Print verbatim every line starting at the one that contains "Each matching instance of the white vanity" and ending at the final line of the records; include both endpoints.

————————

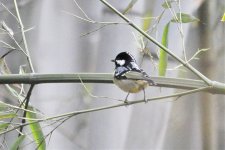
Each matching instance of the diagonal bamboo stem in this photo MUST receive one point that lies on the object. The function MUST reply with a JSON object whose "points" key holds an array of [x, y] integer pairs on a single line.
{"points": [[186, 64]]}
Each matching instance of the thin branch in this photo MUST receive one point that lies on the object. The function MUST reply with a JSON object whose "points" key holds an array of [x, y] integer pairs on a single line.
{"points": [[217, 87], [187, 65], [74, 113], [26, 100]]}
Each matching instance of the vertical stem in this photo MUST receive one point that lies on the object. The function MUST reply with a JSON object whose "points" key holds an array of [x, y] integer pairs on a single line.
{"points": [[24, 37], [186, 64]]}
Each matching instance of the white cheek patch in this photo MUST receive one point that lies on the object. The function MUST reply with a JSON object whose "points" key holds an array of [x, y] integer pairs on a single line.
{"points": [[120, 62]]}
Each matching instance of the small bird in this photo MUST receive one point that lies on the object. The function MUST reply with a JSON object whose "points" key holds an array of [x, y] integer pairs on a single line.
{"points": [[128, 76]]}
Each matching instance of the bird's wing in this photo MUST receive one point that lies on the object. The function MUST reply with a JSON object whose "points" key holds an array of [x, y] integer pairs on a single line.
{"points": [[139, 75]]}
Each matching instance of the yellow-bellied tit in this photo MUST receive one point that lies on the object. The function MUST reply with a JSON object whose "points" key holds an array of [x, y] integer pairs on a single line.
{"points": [[128, 76]]}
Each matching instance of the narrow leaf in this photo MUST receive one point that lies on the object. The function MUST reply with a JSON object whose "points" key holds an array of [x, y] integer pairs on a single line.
{"points": [[147, 22], [7, 116], [184, 18], [167, 4], [36, 131], [17, 143], [129, 7], [223, 18], [3, 126], [163, 57], [3, 107]]}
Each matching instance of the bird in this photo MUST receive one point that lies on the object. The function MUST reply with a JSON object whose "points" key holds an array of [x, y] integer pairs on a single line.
{"points": [[128, 76]]}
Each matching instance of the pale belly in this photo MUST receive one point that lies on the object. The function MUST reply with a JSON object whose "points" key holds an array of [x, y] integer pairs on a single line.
{"points": [[131, 86]]}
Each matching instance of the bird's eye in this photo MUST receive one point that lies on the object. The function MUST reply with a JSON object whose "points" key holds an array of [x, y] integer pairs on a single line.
{"points": [[120, 62]]}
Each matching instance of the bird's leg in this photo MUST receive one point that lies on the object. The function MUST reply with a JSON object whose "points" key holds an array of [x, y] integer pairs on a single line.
{"points": [[144, 96], [125, 101]]}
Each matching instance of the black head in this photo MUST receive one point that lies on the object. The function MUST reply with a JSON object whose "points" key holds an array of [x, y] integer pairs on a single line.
{"points": [[123, 59]]}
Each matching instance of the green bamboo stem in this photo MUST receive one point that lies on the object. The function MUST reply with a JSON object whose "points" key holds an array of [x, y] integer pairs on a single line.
{"points": [[179, 83], [186, 64], [74, 113], [24, 37]]}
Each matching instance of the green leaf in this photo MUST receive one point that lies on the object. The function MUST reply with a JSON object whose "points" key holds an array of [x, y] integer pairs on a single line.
{"points": [[163, 57], [7, 116], [167, 4], [36, 131], [17, 143], [3, 126], [184, 18], [147, 22], [223, 18], [129, 7], [3, 107]]}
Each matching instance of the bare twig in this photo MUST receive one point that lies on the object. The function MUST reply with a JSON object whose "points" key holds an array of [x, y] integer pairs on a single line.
{"points": [[75, 113]]}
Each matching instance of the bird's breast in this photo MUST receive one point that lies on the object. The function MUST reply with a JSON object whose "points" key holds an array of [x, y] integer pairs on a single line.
{"points": [[132, 86]]}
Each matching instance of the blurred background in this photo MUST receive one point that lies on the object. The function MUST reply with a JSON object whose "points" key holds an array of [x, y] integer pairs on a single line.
{"points": [[60, 42]]}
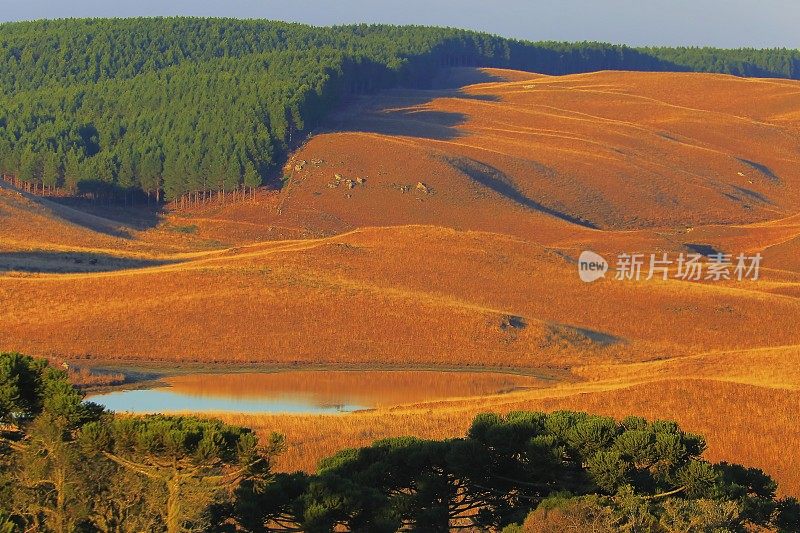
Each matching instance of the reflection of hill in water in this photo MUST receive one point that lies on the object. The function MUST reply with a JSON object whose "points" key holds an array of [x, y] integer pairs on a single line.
{"points": [[331, 388]]}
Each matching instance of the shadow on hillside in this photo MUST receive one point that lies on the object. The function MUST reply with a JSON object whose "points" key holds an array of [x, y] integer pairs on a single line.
{"points": [[69, 262], [115, 217], [458, 77], [406, 112], [503, 185], [108, 215]]}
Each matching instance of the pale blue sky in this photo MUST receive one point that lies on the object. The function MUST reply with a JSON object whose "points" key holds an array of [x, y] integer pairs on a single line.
{"points": [[725, 23]]}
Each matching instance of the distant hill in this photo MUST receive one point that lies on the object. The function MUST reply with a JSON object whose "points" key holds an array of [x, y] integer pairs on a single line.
{"points": [[174, 106]]}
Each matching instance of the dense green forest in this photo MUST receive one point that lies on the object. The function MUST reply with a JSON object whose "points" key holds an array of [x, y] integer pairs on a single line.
{"points": [[67, 465], [166, 107]]}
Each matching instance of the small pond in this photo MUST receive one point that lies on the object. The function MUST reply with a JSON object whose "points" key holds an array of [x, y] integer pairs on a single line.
{"points": [[307, 391]]}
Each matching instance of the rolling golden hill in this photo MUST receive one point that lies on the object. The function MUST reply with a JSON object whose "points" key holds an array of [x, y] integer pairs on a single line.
{"points": [[442, 227]]}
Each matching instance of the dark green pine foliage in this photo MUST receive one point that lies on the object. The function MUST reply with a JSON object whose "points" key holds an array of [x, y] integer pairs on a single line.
{"points": [[171, 106]]}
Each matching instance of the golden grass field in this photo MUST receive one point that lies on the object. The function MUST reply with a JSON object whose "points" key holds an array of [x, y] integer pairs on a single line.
{"points": [[449, 239]]}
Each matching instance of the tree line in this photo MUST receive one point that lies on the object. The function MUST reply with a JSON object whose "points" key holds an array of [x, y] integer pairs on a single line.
{"points": [[170, 107], [67, 465]]}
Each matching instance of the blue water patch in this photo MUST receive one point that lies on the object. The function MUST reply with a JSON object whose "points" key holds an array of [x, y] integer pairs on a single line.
{"points": [[165, 401]]}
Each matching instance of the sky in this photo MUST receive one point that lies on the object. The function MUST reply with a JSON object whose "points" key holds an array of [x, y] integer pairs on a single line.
{"points": [[723, 23]]}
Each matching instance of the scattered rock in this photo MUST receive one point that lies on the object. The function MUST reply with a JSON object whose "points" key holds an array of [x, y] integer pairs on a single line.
{"points": [[513, 322], [424, 189]]}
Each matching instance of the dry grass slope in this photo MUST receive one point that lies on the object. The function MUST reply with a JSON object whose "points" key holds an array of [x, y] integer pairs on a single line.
{"points": [[449, 238]]}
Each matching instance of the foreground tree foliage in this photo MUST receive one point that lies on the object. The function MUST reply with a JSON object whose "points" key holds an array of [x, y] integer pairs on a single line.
{"points": [[68, 466], [188, 108], [631, 475]]}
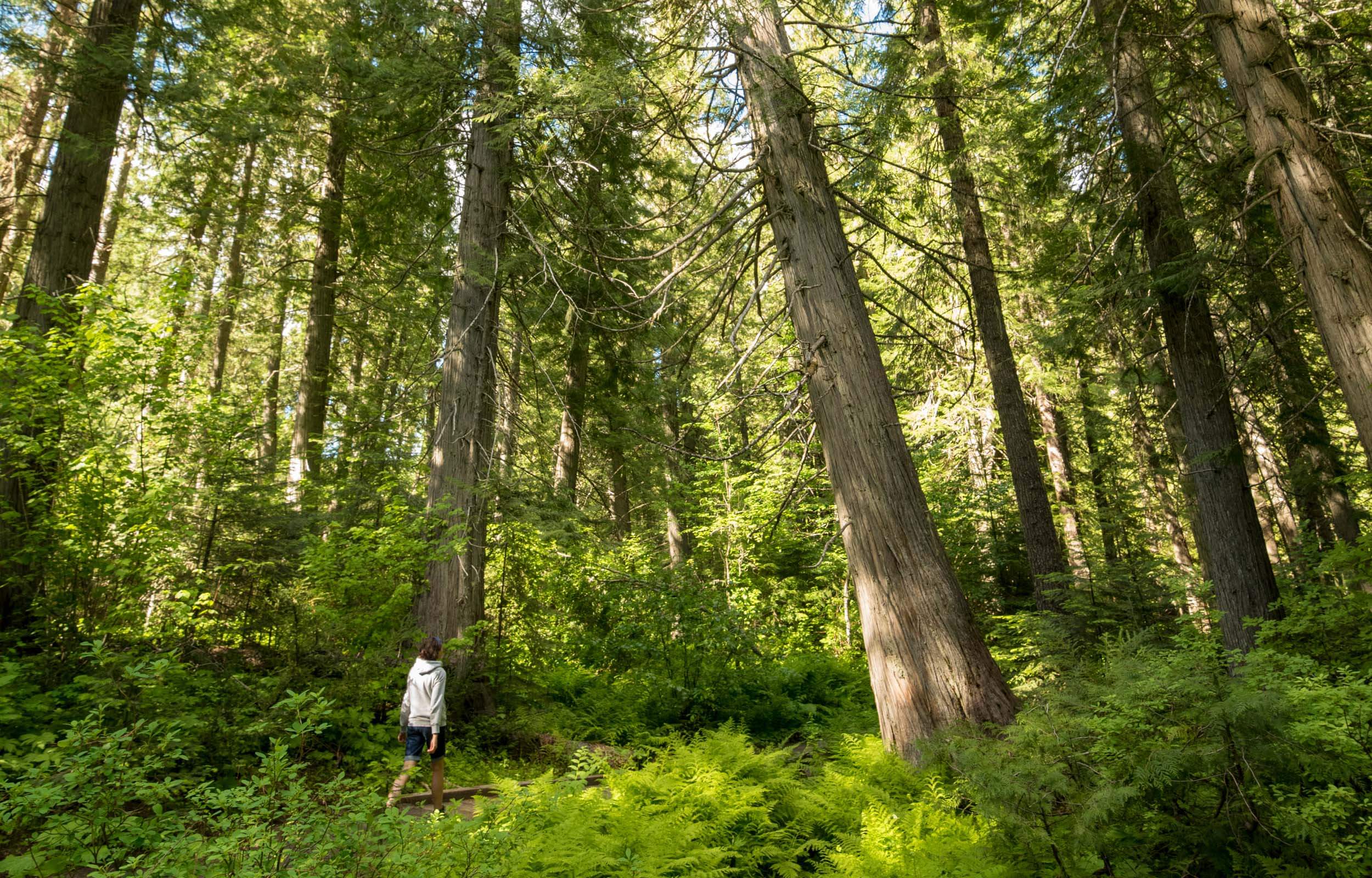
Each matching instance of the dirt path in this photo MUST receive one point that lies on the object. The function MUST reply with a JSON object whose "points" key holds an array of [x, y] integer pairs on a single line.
{"points": [[463, 799]]}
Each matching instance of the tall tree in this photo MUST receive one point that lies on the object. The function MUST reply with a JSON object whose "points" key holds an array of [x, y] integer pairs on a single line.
{"points": [[105, 250], [569, 461], [1316, 210], [929, 665], [64, 246], [1046, 560], [1238, 564], [312, 398], [234, 275], [23, 155], [464, 429]]}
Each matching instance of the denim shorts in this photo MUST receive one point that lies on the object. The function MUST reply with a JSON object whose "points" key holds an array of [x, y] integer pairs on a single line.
{"points": [[418, 739]]}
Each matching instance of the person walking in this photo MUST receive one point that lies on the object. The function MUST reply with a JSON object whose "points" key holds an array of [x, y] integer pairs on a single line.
{"points": [[424, 721]]}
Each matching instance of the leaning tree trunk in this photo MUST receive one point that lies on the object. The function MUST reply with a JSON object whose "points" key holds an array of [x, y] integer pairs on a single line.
{"points": [[678, 542], [1093, 430], [234, 278], [1315, 207], [509, 405], [567, 467], [1315, 464], [464, 429], [105, 250], [1060, 464], [272, 390], [1046, 560], [59, 261], [929, 665], [1244, 582], [312, 397], [17, 162]]}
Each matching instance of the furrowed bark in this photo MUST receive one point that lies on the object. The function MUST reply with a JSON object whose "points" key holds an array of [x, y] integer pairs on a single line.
{"points": [[464, 429], [1064, 489], [272, 390], [313, 393], [113, 213], [1315, 465], [567, 467], [1046, 560], [1315, 207], [929, 665], [18, 166], [1238, 564], [1093, 427], [234, 276], [64, 246], [509, 405]]}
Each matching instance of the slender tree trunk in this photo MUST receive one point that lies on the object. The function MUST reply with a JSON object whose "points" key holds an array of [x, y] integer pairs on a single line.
{"points": [[17, 162], [464, 430], [1046, 560], [1315, 207], [64, 246], [1150, 468], [678, 545], [113, 212], [1260, 503], [14, 240], [1165, 397], [1060, 464], [353, 413], [567, 465], [616, 432], [1269, 471], [1236, 563], [509, 405], [1093, 429], [619, 487], [272, 391], [929, 665], [234, 278], [313, 394], [1315, 464]]}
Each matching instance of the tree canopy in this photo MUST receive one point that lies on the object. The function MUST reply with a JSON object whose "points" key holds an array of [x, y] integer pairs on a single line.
{"points": [[881, 438]]}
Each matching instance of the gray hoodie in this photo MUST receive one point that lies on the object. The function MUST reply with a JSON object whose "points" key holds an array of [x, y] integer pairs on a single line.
{"points": [[423, 703]]}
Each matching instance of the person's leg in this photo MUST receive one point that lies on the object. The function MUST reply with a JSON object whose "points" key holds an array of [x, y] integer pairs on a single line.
{"points": [[437, 762], [437, 789], [400, 783]]}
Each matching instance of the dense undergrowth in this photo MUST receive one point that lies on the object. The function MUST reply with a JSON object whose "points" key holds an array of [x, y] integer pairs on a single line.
{"points": [[1142, 756]]}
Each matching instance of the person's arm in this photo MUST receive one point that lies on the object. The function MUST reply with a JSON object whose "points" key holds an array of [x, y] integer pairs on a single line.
{"points": [[441, 703]]}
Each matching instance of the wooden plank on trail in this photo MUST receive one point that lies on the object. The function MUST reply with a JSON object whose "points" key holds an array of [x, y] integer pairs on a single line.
{"points": [[489, 789]]}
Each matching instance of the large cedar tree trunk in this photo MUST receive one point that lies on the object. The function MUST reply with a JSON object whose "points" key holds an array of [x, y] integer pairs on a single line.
{"points": [[312, 397], [234, 276], [18, 165], [1315, 465], [1238, 564], [1315, 207], [464, 427], [1058, 448], [1046, 560], [929, 665], [59, 261], [105, 250]]}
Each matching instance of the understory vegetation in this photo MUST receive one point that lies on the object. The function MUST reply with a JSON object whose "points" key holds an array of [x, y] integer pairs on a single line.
{"points": [[866, 438]]}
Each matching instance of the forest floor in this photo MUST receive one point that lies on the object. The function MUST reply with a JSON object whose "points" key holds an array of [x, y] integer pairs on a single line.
{"points": [[462, 800]]}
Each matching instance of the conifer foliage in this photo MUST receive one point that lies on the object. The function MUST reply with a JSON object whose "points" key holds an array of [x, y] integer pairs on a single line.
{"points": [[880, 438]]}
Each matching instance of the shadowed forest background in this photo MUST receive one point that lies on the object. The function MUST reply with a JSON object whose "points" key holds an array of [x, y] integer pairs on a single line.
{"points": [[882, 438]]}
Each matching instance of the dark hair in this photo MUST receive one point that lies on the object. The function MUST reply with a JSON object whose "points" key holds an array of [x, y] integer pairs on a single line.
{"points": [[430, 648]]}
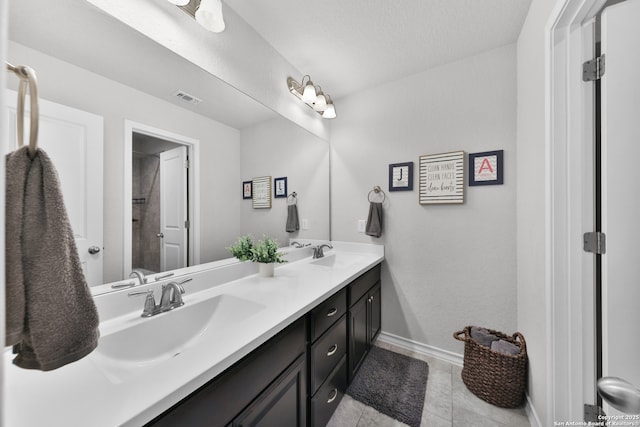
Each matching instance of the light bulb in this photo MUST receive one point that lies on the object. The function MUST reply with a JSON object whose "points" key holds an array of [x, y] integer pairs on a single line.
{"points": [[321, 102], [209, 15]]}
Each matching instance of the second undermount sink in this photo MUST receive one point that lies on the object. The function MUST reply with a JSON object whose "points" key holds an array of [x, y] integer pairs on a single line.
{"points": [[336, 260], [131, 345]]}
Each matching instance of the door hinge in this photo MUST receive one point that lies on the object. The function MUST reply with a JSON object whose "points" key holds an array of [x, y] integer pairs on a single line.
{"points": [[593, 70], [595, 242]]}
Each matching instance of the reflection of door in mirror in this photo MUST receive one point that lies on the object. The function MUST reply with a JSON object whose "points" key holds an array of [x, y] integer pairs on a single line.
{"points": [[73, 139], [160, 179], [158, 205]]}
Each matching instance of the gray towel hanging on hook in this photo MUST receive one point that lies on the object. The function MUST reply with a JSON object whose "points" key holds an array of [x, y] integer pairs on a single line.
{"points": [[293, 223]]}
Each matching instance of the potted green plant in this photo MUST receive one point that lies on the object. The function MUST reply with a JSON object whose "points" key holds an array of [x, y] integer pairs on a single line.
{"points": [[265, 253], [242, 248]]}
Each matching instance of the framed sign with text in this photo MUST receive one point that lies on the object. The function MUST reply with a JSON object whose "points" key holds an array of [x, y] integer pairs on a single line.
{"points": [[261, 192], [442, 178]]}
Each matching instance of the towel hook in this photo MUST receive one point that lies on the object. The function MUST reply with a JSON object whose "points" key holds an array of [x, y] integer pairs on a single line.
{"points": [[27, 79], [377, 190]]}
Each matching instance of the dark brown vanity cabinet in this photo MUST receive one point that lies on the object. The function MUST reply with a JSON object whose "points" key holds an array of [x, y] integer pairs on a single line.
{"points": [[364, 317], [327, 357], [298, 377]]}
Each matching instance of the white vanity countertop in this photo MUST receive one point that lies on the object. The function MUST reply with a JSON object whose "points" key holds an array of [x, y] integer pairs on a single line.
{"points": [[82, 393]]}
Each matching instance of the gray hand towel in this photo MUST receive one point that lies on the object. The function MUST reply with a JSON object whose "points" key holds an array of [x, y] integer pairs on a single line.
{"points": [[293, 224], [505, 347], [482, 336], [374, 221], [46, 286]]}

————————

EXPECTED OUTPUT:
Each matching instance of the white vanity countertop in this photo MUST receive one point that lies on the object. The function MUST reply with a JSON object whose "points" key holds an array of [x, y] integer pairs on a single line.
{"points": [[82, 393]]}
Each matching instance of the gray hand towel in this photo MUST receive one point that lies on the object. The function MUST reply with a JSON object whose "points" key holds an array of [x, y] integer pairs on a single line.
{"points": [[293, 224], [505, 347], [482, 336], [374, 221], [46, 286]]}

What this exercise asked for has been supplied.